-- ESTRATTO DELLA PAGINA --
§ §

La Consulta ha bocciato di recente il referendum abrogativo, proposto dai Radicali, sulla legalizzazione dell’eutanasia. Una decisione giusta o di fronte a un Parlamento “bloccato” sui temi etici è opportuno dare la parola ai cittadini?

«La Corte costituzionale ha ravvisato che il referendum proposto avrebbe reso lecita tout court – abrogando il primo comma dell’art. 579 c.p., e al di là di quello che avrebbe potuto comprendere l’opinione pubblica – l’uccisione su richiesta di chi, in un dato momento, vi abbia consentito, senza alcun presupposto diverso dalla mera validità formale del consenso: in totale contrasto con i principi affermati dalla Corte costituzionale in materia. Il problema è di carattere culturale: deve rendersi possibile un’illustrazione completa all’opinione pubblica delle implicazioni in gioco. Non si tratta di semplificare attraverso pochi slogan, lasciando intendere una sorta di divisione manichea tra chi ha premura per il malato, e dunque intende consentirne il morire, e chi rimane indifferente alla sua condizione. Posto che non è davvero così. Dobbiamo garantire dignità alla vita ancora possibile dei malati: escludendo certamente qualsiasi forzatura verso l’oltranzismo terapeutico, ma anche evitando di vedere nell’anticipazione della loro morte una soluzione appagante».

§ §

-- DATI MOSTRATI --
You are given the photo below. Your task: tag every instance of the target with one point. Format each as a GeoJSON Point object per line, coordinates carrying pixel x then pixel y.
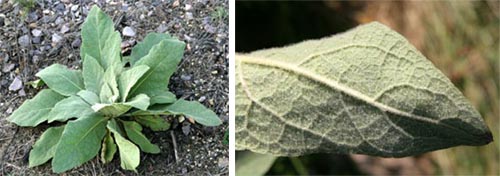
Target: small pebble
{"type": "Point", "coordinates": [16, 84]}
{"type": "Point", "coordinates": [56, 38]}
{"type": "Point", "coordinates": [8, 68]}
{"type": "Point", "coordinates": [186, 77]}
{"type": "Point", "coordinates": [188, 7]}
{"type": "Point", "coordinates": [128, 31]}
{"type": "Point", "coordinates": [36, 40]}
{"type": "Point", "coordinates": [202, 99]}
{"type": "Point", "coordinates": [74, 7]}
{"type": "Point", "coordinates": [36, 32]}
{"type": "Point", "coordinates": [64, 29]}
{"type": "Point", "coordinates": [76, 43]}
{"type": "Point", "coordinates": [24, 40]}
{"type": "Point", "coordinates": [186, 129]}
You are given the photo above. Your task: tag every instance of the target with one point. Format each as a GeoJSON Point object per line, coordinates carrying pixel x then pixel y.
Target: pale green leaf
{"type": "Point", "coordinates": [80, 142]}
{"type": "Point", "coordinates": [45, 148]}
{"type": "Point", "coordinates": [162, 61]}
{"type": "Point", "coordinates": [70, 107]}
{"type": "Point", "coordinates": [155, 123]}
{"type": "Point", "coordinates": [100, 40]}
{"type": "Point", "coordinates": [108, 148]}
{"type": "Point", "coordinates": [196, 111]}
{"type": "Point", "coordinates": [111, 110]}
{"type": "Point", "coordinates": [133, 130]}
{"type": "Point", "coordinates": [92, 74]}
{"type": "Point", "coordinates": [109, 90]}
{"type": "Point", "coordinates": [366, 91]}
{"type": "Point", "coordinates": [35, 111]}
{"type": "Point", "coordinates": [90, 97]}
{"type": "Point", "coordinates": [61, 79]}
{"type": "Point", "coordinates": [129, 153]}
{"type": "Point", "coordinates": [140, 101]}
{"type": "Point", "coordinates": [253, 164]}
{"type": "Point", "coordinates": [142, 48]}
{"type": "Point", "coordinates": [163, 98]}
{"type": "Point", "coordinates": [128, 79]}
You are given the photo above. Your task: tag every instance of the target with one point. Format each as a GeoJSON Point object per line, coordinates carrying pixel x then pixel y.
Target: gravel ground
{"type": "Point", "coordinates": [50, 33]}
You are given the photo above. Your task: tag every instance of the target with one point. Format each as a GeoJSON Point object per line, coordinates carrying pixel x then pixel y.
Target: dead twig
{"type": "Point", "coordinates": [175, 145]}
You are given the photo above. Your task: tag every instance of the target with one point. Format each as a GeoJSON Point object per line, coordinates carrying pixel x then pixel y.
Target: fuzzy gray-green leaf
{"type": "Point", "coordinates": [70, 107]}
{"type": "Point", "coordinates": [142, 48]}
{"type": "Point", "coordinates": [194, 110]}
{"type": "Point", "coordinates": [92, 74]}
{"type": "Point", "coordinates": [61, 79]}
{"type": "Point", "coordinates": [45, 148]}
{"type": "Point", "coordinates": [100, 40]}
{"type": "Point", "coordinates": [35, 111]}
{"type": "Point", "coordinates": [366, 91]}
{"type": "Point", "coordinates": [133, 130]}
{"type": "Point", "coordinates": [162, 60]}
{"type": "Point", "coordinates": [80, 142]}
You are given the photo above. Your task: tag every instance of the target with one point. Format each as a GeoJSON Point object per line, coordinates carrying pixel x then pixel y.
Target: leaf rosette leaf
{"type": "Point", "coordinates": [106, 104]}
{"type": "Point", "coordinates": [366, 91]}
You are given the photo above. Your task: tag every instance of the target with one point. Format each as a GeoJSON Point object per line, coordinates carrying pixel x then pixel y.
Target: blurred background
{"type": "Point", "coordinates": [461, 38]}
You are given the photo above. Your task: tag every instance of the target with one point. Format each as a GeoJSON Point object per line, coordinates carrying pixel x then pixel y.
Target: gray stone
{"type": "Point", "coordinates": [64, 29]}
{"type": "Point", "coordinates": [128, 31]}
{"type": "Point", "coordinates": [56, 38]}
{"type": "Point", "coordinates": [36, 32]}
{"type": "Point", "coordinates": [24, 41]}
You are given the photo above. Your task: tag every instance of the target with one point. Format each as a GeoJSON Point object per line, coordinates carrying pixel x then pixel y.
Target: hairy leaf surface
{"type": "Point", "coordinates": [80, 142]}
{"type": "Point", "coordinates": [133, 130]}
{"type": "Point", "coordinates": [100, 40]}
{"type": "Point", "coordinates": [162, 61]}
{"type": "Point", "coordinates": [366, 91]}
{"type": "Point", "coordinates": [61, 79]}
{"type": "Point", "coordinates": [45, 148]}
{"type": "Point", "coordinates": [129, 153]}
{"type": "Point", "coordinates": [142, 48]}
{"type": "Point", "coordinates": [34, 111]}
{"type": "Point", "coordinates": [196, 111]}
{"type": "Point", "coordinates": [129, 78]}
{"type": "Point", "coordinates": [70, 107]}
{"type": "Point", "coordinates": [156, 123]}
{"type": "Point", "coordinates": [108, 148]}
{"type": "Point", "coordinates": [92, 74]}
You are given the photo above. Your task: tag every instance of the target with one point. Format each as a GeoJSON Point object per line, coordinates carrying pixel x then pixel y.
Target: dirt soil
{"type": "Point", "coordinates": [49, 33]}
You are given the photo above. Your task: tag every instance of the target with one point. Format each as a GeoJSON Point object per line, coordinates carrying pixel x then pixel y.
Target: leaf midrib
{"type": "Point", "coordinates": [331, 83]}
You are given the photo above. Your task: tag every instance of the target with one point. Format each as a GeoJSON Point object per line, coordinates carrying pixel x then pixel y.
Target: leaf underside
{"type": "Point", "coordinates": [366, 91]}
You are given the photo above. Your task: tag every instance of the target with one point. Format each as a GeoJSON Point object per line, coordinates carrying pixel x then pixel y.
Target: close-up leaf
{"type": "Point", "coordinates": [80, 142]}
{"type": "Point", "coordinates": [196, 111]}
{"type": "Point", "coordinates": [100, 40]}
{"type": "Point", "coordinates": [366, 91]}
{"type": "Point", "coordinates": [249, 163]}
{"type": "Point", "coordinates": [62, 80]}
{"type": "Point", "coordinates": [70, 107]}
{"type": "Point", "coordinates": [35, 111]}
{"type": "Point", "coordinates": [45, 148]}
{"type": "Point", "coordinates": [133, 130]}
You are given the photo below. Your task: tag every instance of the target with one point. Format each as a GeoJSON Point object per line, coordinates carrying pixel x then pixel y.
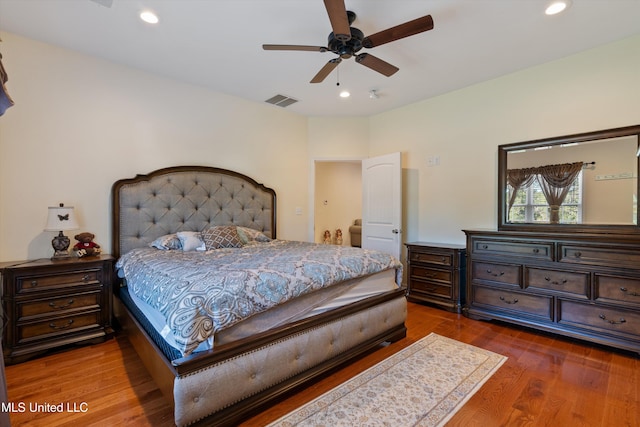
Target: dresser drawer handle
{"type": "Point", "coordinates": [495, 274]}
{"type": "Point", "coordinates": [555, 282]}
{"type": "Point", "coordinates": [65, 326]}
{"type": "Point", "coordinates": [613, 322]}
{"type": "Point", "coordinates": [60, 307]}
{"type": "Point", "coordinates": [633, 293]}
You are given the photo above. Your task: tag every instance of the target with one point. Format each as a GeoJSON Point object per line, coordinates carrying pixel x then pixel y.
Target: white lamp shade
{"type": "Point", "coordinates": [61, 218]}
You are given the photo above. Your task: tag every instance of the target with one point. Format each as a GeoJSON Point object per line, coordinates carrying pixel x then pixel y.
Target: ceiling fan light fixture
{"type": "Point", "coordinates": [556, 6]}
{"type": "Point", "coordinates": [149, 17]}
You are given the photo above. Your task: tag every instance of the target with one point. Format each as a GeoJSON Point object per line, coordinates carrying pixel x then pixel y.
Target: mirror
{"type": "Point", "coordinates": [578, 183]}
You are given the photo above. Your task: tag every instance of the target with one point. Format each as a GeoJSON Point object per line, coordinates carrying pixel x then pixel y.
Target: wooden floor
{"type": "Point", "coordinates": [547, 381]}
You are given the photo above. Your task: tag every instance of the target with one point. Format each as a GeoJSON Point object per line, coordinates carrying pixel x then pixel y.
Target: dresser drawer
{"type": "Point", "coordinates": [432, 258]}
{"type": "Point", "coordinates": [49, 281]}
{"type": "Point", "coordinates": [536, 250]}
{"type": "Point", "coordinates": [559, 281]}
{"type": "Point", "coordinates": [617, 289]}
{"type": "Point", "coordinates": [436, 289]}
{"type": "Point", "coordinates": [58, 305]}
{"type": "Point", "coordinates": [498, 299]}
{"type": "Point", "coordinates": [594, 255]}
{"type": "Point", "coordinates": [501, 273]}
{"type": "Point", "coordinates": [418, 272]}
{"type": "Point", "coordinates": [613, 320]}
{"type": "Point", "coordinates": [58, 326]}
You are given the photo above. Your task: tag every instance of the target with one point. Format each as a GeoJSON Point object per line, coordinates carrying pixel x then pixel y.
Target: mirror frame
{"type": "Point", "coordinates": [504, 149]}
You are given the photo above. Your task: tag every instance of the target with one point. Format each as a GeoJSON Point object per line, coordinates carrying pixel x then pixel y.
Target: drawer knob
{"type": "Point", "coordinates": [555, 282]}
{"type": "Point", "coordinates": [632, 293]}
{"type": "Point", "coordinates": [495, 274]}
{"type": "Point", "coordinates": [58, 327]}
{"type": "Point", "coordinates": [613, 322]}
{"type": "Point", "coordinates": [60, 307]}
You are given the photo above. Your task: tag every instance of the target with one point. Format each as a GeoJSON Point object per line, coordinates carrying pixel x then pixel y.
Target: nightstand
{"type": "Point", "coordinates": [437, 274]}
{"type": "Point", "coordinates": [48, 304]}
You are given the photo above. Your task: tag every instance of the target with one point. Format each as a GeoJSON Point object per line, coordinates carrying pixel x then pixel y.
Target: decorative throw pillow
{"type": "Point", "coordinates": [250, 235]}
{"type": "Point", "coordinates": [221, 236]}
{"type": "Point", "coordinates": [167, 242]}
{"type": "Point", "coordinates": [191, 241]}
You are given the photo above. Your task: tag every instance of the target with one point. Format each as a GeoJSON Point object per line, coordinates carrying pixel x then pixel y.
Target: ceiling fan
{"type": "Point", "coordinates": [345, 40]}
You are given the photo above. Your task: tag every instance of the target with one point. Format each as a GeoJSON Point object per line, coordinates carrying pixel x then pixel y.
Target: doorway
{"type": "Point", "coordinates": [337, 198]}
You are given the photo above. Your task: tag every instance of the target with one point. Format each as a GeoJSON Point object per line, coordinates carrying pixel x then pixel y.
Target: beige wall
{"type": "Point", "coordinates": [596, 89]}
{"type": "Point", "coordinates": [82, 123]}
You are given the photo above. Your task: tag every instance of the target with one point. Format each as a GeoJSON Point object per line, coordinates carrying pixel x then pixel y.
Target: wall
{"type": "Point", "coordinates": [592, 90]}
{"type": "Point", "coordinates": [81, 123]}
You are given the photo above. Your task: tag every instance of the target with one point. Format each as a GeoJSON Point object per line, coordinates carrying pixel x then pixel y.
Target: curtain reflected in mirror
{"type": "Point", "coordinates": [596, 184]}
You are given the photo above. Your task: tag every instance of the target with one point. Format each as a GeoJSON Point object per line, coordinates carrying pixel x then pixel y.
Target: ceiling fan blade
{"type": "Point", "coordinates": [326, 70]}
{"type": "Point", "coordinates": [294, 47]}
{"type": "Point", "coordinates": [399, 32]}
{"type": "Point", "coordinates": [339, 20]}
{"type": "Point", "coordinates": [376, 64]}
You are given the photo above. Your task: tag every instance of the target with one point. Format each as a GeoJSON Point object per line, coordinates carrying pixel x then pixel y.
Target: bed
{"type": "Point", "coordinates": [255, 344]}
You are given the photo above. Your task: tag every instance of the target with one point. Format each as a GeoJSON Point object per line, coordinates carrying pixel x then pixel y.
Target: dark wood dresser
{"type": "Point", "coordinates": [48, 304]}
{"type": "Point", "coordinates": [584, 286]}
{"type": "Point", "coordinates": [436, 274]}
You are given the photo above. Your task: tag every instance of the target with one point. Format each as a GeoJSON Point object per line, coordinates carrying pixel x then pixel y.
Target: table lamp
{"type": "Point", "coordinates": [61, 218]}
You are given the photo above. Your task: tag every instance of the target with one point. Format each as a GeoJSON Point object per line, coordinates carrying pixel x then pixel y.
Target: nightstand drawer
{"type": "Point", "coordinates": [57, 326]}
{"type": "Point", "coordinates": [431, 288]}
{"type": "Point", "coordinates": [432, 258]}
{"type": "Point", "coordinates": [57, 305]}
{"type": "Point", "coordinates": [418, 272]}
{"type": "Point", "coordinates": [60, 280]}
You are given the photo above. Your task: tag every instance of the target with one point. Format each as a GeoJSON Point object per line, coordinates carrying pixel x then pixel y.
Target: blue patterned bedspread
{"type": "Point", "coordinates": [201, 293]}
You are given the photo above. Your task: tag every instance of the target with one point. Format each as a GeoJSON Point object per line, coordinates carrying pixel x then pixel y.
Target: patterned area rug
{"type": "Point", "coordinates": [422, 385]}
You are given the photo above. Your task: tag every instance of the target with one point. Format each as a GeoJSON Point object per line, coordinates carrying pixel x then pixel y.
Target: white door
{"type": "Point", "coordinates": [382, 204]}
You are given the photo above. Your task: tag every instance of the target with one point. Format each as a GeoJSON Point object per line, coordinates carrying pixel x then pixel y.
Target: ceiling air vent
{"type": "Point", "coordinates": [281, 101]}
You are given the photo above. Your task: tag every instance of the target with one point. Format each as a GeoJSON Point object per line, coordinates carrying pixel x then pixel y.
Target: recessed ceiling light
{"type": "Point", "coordinates": [149, 17]}
{"type": "Point", "coordinates": [556, 7]}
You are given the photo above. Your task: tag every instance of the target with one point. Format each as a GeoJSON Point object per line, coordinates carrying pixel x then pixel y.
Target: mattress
{"type": "Point", "coordinates": [310, 305]}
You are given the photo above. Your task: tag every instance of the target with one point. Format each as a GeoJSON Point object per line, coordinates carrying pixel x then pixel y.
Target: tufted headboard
{"type": "Point", "coordinates": [187, 198]}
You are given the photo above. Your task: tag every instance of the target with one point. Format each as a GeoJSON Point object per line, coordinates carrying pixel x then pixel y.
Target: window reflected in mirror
{"type": "Point", "coordinates": [600, 189]}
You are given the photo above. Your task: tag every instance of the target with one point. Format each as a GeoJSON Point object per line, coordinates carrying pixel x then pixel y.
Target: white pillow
{"type": "Point", "coordinates": [191, 241]}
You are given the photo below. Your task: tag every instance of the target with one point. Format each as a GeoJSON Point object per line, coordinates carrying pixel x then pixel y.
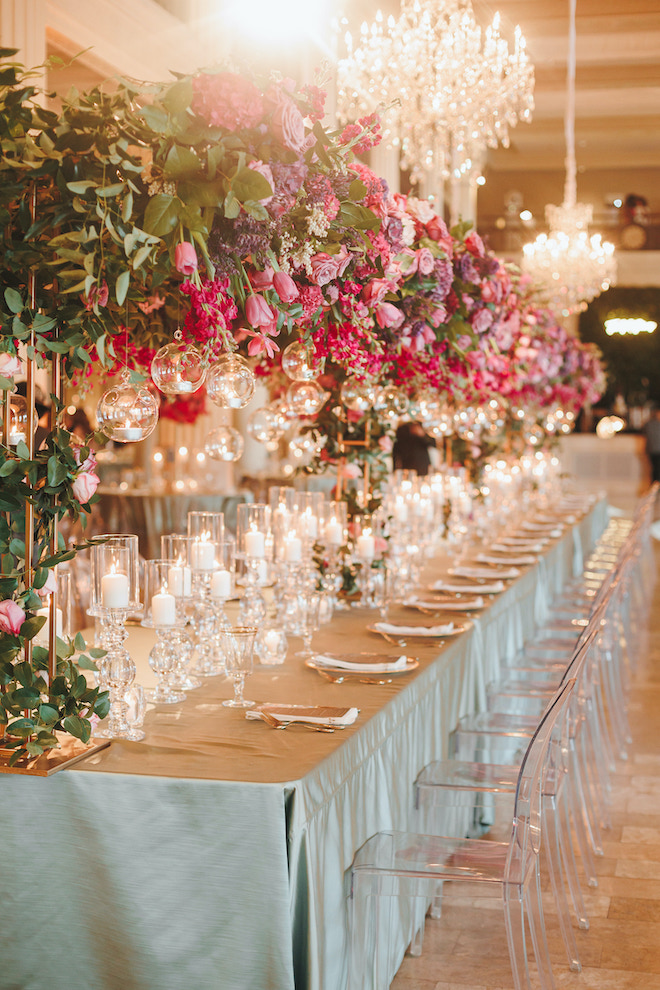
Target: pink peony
{"type": "Point", "coordinates": [185, 258]}
{"type": "Point", "coordinates": [84, 486]}
{"type": "Point", "coordinates": [388, 315]}
{"type": "Point", "coordinates": [12, 617]}
{"type": "Point", "coordinates": [10, 366]}
{"type": "Point", "coordinates": [285, 287]}
{"type": "Point", "coordinates": [258, 312]}
{"type": "Point", "coordinates": [288, 125]}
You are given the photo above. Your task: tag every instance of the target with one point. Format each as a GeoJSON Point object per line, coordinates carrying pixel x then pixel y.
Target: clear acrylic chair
{"type": "Point", "coordinates": [395, 876]}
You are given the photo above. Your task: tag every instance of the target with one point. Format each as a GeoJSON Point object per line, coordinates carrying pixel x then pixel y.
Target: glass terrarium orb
{"type": "Point", "coordinates": [178, 368]}
{"type": "Point", "coordinates": [306, 398]}
{"type": "Point", "coordinates": [224, 444]}
{"type": "Point", "coordinates": [127, 413]}
{"type": "Point", "coordinates": [391, 403]}
{"type": "Point", "coordinates": [300, 362]}
{"type": "Point", "coordinates": [357, 396]}
{"type": "Point", "coordinates": [266, 425]}
{"type": "Point", "coordinates": [230, 382]}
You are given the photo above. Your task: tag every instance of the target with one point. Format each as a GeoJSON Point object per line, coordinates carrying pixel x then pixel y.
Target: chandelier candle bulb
{"type": "Point", "coordinates": [255, 543]}
{"type": "Point", "coordinates": [180, 580]}
{"type": "Point", "coordinates": [202, 555]}
{"type": "Point", "coordinates": [163, 609]}
{"type": "Point", "coordinates": [366, 546]}
{"type": "Point", "coordinates": [42, 637]}
{"type": "Point", "coordinates": [114, 590]}
{"type": "Point", "coordinates": [334, 533]}
{"type": "Point", "coordinates": [292, 548]}
{"type": "Point", "coordinates": [221, 584]}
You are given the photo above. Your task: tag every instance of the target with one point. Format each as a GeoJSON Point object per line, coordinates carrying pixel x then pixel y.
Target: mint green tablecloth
{"type": "Point", "coordinates": [215, 853]}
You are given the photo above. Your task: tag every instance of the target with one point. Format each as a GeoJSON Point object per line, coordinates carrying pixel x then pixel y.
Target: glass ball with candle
{"type": "Point", "coordinates": [127, 412]}
{"type": "Point", "coordinates": [178, 368]}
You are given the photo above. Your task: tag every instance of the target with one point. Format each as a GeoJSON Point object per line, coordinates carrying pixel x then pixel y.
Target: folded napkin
{"type": "Point", "coordinates": [484, 589]}
{"type": "Point", "coordinates": [485, 572]}
{"type": "Point", "coordinates": [510, 558]}
{"type": "Point", "coordinates": [314, 714]}
{"type": "Point", "coordinates": [522, 546]}
{"type": "Point", "coordinates": [453, 605]}
{"type": "Point", "coordinates": [362, 664]}
{"type": "Point", "coordinates": [395, 630]}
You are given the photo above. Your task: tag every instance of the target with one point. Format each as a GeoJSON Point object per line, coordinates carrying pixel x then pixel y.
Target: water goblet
{"type": "Point", "coordinates": [239, 649]}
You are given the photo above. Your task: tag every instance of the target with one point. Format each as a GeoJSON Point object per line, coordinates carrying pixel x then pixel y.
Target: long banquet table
{"type": "Point", "coordinates": [215, 853]}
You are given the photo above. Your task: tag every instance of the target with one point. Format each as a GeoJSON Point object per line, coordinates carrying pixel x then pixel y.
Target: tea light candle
{"type": "Point", "coordinates": [114, 590]}
{"type": "Point", "coordinates": [179, 580]}
{"type": "Point", "coordinates": [292, 548]}
{"type": "Point", "coordinates": [221, 584]}
{"type": "Point", "coordinates": [366, 545]}
{"type": "Point", "coordinates": [163, 609]}
{"type": "Point", "coordinates": [202, 555]}
{"type": "Point", "coordinates": [255, 543]}
{"type": "Point", "coordinates": [334, 533]}
{"type": "Point", "coordinates": [42, 637]}
{"type": "Point", "coordinates": [127, 434]}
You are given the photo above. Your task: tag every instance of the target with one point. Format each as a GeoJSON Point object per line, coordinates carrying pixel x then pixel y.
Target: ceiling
{"type": "Point", "coordinates": [617, 126]}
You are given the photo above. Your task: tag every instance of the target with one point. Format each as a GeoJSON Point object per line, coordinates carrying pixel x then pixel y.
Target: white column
{"type": "Point", "coordinates": [23, 26]}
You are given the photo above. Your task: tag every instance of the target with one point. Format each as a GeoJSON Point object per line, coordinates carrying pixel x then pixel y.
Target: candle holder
{"type": "Point", "coordinates": [114, 598]}
{"type": "Point", "coordinates": [163, 613]}
{"type": "Point", "coordinates": [176, 548]}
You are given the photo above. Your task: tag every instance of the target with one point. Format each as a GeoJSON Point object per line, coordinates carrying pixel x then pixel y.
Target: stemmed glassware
{"type": "Point", "coordinates": [239, 651]}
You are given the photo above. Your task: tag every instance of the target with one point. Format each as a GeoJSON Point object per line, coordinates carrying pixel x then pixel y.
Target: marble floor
{"type": "Point", "coordinates": [466, 949]}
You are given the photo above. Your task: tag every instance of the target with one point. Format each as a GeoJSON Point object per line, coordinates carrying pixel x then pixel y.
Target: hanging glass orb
{"type": "Point", "coordinates": [230, 382]}
{"type": "Point", "coordinates": [127, 413]}
{"type": "Point", "coordinates": [301, 363]}
{"type": "Point", "coordinates": [306, 398]}
{"type": "Point", "coordinates": [178, 368]}
{"type": "Point", "coordinates": [266, 425]}
{"type": "Point", "coordinates": [391, 403]}
{"type": "Point", "coordinates": [357, 396]}
{"type": "Point", "coordinates": [224, 444]}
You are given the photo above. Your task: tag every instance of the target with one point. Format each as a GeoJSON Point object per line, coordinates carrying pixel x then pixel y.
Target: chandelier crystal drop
{"type": "Point", "coordinates": [451, 88]}
{"type": "Point", "coordinates": [569, 267]}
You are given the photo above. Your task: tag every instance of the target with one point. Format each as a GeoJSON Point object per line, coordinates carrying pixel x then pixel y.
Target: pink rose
{"type": "Point", "coordinates": [10, 366]}
{"type": "Point", "coordinates": [285, 287]}
{"type": "Point", "coordinates": [12, 617]}
{"type": "Point", "coordinates": [288, 125]}
{"type": "Point", "coordinates": [258, 312]}
{"type": "Point", "coordinates": [263, 169]}
{"type": "Point", "coordinates": [326, 267]}
{"type": "Point", "coordinates": [425, 261]}
{"type": "Point", "coordinates": [388, 315]}
{"type": "Point", "coordinates": [84, 486]}
{"type": "Point", "coordinates": [185, 258]}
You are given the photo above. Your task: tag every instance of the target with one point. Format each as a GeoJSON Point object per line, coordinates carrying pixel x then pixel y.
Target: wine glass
{"type": "Point", "coordinates": [238, 642]}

§ §

-- COMPITO DA SVOLGERE --
Ricopia parola per parola l'intero estratto della pagina sul referendum sull'eutanasia. I dati sono materiale a sé, separato dall'estratto della pagina.

-- RISPOSTA AL COMPITO --
La Consulta ha bocciato di recente il referendum abrogativo, proposto dai Radicali, sulla legalizzazione dell’eutanasia. Una decisione giusta o di fronte a un Parlamento “bloccato” sui temi etici è opportuno dare la parola ai cittadini?

«La Corte costituzionale ha ravvisato che il referendum proposto avrebbe reso lecita tout court – abrogando il primo comma dell’art. 579 c.p., e al di là di quello che avrebbe potuto comprendere l’opinione pubblica – l’uccisione su richiesta di chi, in un dato momento, vi abbia consentito, senza alcun presupposto diverso dalla mera validità formale del consenso: in totale contrasto con i principi affermati dalla Corte costituzionale in materia. Il problema è di carattere culturale: deve rendersi possibile un’illustrazione completa all’opinione pubblica delle implicazioni in gioco. Non si tratta di semplificare attraverso pochi slogan, lasciando intendere una sorta di divisione manichea tra chi ha premura per il malato, e dunque intende consentirne il morire, e chi rimane indifferente alla sua condizione. Posto che non è davvero così. Dobbiamo garantire dignità alla vita ancora possibile dei malati: escludendo certamente qualsiasi forzatura verso l’oltranzismo terapeutico, ma anche evitando di vedere nell’anticipazione della loro morte una soluzione appagante».